* _Text excerpt_:
EX-99.13 2 dorian13da7ex9913.htm

 

8 October, 2018

 

Mr. John Hadjipateras

Chairman, President and Chief Executive Officer

Dorian LPG Ltd.

c/o Dorian LPG (USA) LLC

27 Signal Road

Stamford, Connecticut 06902

 

 

Dear John,

 

It has been over four months since we proposed a combination of BW LPG and Dorian, and nearly three months since we improved our proposal. To date, we have not had a formal response to our increased offer, and our meetings with you have not given any indication that you are willing to work towards a mutually beneficial outcome.

 

Although we continue to believe in the benefits of the proposed merger, and that a combination would be highly beneficial for your shareholders, we are first and foremost committed to acting in the best interests of BW LPG’s shareholders. Accordingly, we hereby withdraw our proposal. It is not normal practice nor in the best interest of our shareholders to hold a proposal open indefinitely, especially when it is highly favorable to the counterparty. We have shared the facts with you on multiple occasions and include our specific reasoning here by way of explanation:

 

  1. Dorian was offered 46% of the combined company despite only contributing 30% of the revenue-generating units and 25% of the revenue to the combined entity (see slide 1 of the attached presentation).

 

  1. As per the latest consensus estimates for EBITDA, net income and free cash flow (CY2019-2020), and accounting for our respective leverage, Dorian would have an implied equity share of no more than 16% of the combined company, but was offered 46% ownership. This significant value accretion for Dorian is even greater in an improved market environment (see slide 2).

 

  1. Dorian’s operating cost is on average $5,600/day higher than BW LPG. This is a result of our lower opex, lower G&A, lower financing cost, and lower capital deployed per owned VLGC (see slide 3).

 

  1. You have consistently stated that your eco-ships are more favorable than our fleet. We accept that there is a fuel cost advantage to modern ships, but with 21 eco ships in the BW LPG fleet against 19 in the Dorian fleet, and with the cost advantage of our vessels across the board, the current bunker cost of $500/ton would have to exceed $2,000/ton before this becomes relevant (see slide 4).

[Entries from a data source]
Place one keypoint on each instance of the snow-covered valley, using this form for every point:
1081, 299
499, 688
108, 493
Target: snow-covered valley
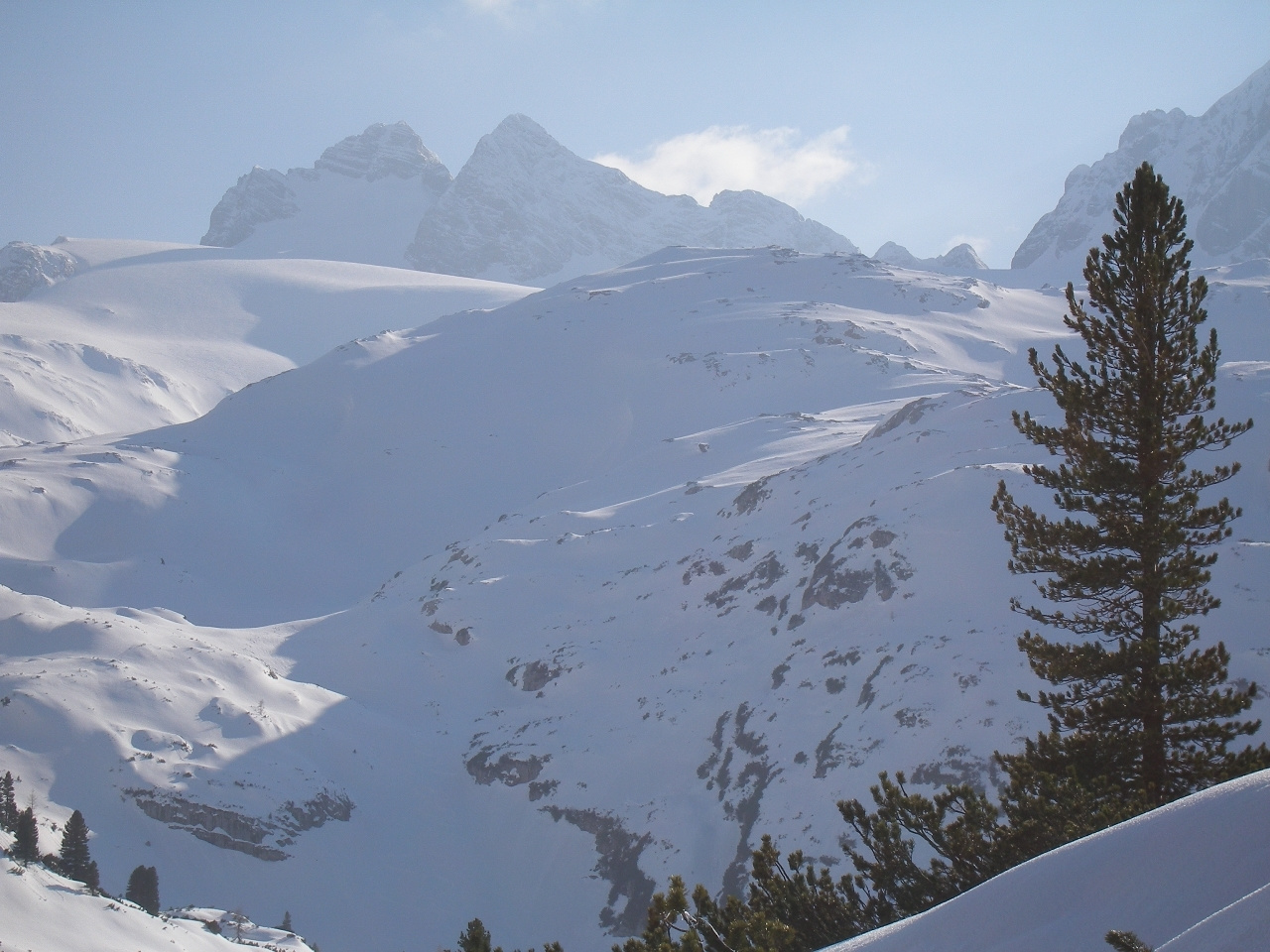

* _Exercise set_:
A) Copy the entries above line for line, without the picture.
B) Continue the letter withdrawing BW LPG's merger proposal to Dorian from the point where it stops.

* _Set of answers_:
A)
Place one keypoint on each instance of the snow-covered valley, using this form for every point:
1081, 299
499, 688
108, 493
Target: snow-covered valley

B)
 

  1. Our return on equity based on historically achieved TCEs is more than double the level for your fleet given our optimization of operating cost and leverage (see slide 5).

 

From a governance point of view, we are concerned by the lack of a meaningful response, and it has become apparent that your approach to shareholder value creation differs from ours. We note that an Annual Meeting of Shareholders has not been called to date, more than 12 months after your last shareholder meeting. We believe that this is neither shareholder-friendly nor in line with good governance practices. 

 

In the absence of constructive engagement, we have determined not to move forward at this time. In light of our withdrawal, we will also retract the nomination for independent directors that we put forward for election to the Dorian board.

 

We believe this is a lost opportunity for Dorian shareholders and for the industry, but remain open to a future conversation should your board and shareholders become convinced of the merits of consolidation.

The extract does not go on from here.